◆ GIVEN PROBLEM
Copy word for word the portion of the travel knife discussion below that begins at "I am looking" and stops after "that price range.".

◆ EXCERPTED TEXT
Travel Knife

May 20, 1999

I am looking for a small knife to carry when I travel through airports and different cities. I like the MOD Hornet. How is this knife and can anyone recommend anything else good in that price range.


Shane, how many times do people need to say this? Do not try to carry a knife through an airport. It just is not worth the hassle. If you want your knife at the destination, put it in your check-through luggage and take it out when you get your bags. What would you need it on an airplane for? You would not be able to use it against a hijacker or other terrorist, and the best outcome you can hope for is to have it shipped with the aircrew. This happened to me in 1980 and it was an awful hassle. More likely, you will lose the knife and, if you run into a real pi--er of an airport cop, you may even be arrested.

Walk in the Light,
O.K. Forget the airport scenario. Should I get the Hornet, Mini-AFCK, or Spyderco Calypso Jr.

◆ SUPPLIED INFORMATION
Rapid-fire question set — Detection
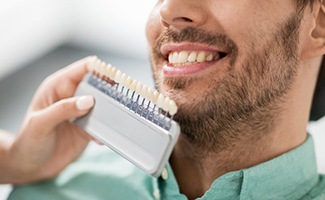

◆ TASK SOLUTION
I am looking for a small knife to carry when I travel through airports and different cities. I like the MOD Hornet. How is this knife and can anyone recommend anything else good in that price range.